## START INFORMATION GIVEN

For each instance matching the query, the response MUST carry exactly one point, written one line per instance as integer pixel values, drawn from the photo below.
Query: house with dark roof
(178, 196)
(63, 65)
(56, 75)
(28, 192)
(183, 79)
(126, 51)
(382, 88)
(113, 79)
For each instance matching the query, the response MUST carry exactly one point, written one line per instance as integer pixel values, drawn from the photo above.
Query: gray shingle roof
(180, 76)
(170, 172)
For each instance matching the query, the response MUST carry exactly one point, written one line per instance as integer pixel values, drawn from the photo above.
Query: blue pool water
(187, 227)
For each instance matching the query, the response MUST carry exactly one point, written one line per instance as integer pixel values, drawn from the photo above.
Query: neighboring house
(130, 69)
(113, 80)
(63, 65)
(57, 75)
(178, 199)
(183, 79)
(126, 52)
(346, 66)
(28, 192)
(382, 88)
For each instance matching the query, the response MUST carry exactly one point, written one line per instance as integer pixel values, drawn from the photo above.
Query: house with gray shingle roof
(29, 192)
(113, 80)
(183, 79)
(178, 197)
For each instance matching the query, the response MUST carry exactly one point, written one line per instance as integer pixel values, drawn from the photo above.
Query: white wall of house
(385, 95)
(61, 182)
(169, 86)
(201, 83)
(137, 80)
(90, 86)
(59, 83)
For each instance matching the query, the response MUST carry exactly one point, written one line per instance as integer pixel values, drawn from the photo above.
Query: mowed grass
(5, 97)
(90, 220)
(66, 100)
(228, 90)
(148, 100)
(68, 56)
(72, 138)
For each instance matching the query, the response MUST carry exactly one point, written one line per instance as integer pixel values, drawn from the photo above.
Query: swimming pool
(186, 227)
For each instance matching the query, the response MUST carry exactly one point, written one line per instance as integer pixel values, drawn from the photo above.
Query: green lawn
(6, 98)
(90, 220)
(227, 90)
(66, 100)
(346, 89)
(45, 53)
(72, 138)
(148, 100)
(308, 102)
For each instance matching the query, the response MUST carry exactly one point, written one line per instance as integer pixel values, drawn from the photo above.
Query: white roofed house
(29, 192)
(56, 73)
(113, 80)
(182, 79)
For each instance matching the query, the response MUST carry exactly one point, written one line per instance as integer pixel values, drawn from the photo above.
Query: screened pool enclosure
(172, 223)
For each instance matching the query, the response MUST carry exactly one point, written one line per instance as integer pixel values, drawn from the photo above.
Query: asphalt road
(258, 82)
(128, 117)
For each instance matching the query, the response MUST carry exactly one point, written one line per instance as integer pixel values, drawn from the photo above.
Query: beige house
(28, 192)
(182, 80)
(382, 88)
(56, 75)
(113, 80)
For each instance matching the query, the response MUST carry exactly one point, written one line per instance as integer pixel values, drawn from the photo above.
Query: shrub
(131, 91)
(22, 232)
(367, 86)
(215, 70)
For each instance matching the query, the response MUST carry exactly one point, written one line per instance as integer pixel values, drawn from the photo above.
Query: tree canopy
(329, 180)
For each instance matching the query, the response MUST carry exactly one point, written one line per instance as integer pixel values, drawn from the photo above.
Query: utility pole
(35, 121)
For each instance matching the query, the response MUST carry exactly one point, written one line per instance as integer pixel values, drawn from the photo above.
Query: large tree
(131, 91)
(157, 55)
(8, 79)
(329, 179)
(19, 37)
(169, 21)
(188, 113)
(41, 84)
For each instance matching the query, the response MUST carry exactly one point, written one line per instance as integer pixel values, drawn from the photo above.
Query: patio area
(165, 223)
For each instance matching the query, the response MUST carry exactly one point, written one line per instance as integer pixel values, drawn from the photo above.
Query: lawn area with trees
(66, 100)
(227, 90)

## END INFORMATION GIVEN

Report every line in the records above that contains the string "lawn". Matching is case-sensitive.

ANSWER TO THE EXERCISE:
Query: green lawn
Query: lawn area with trees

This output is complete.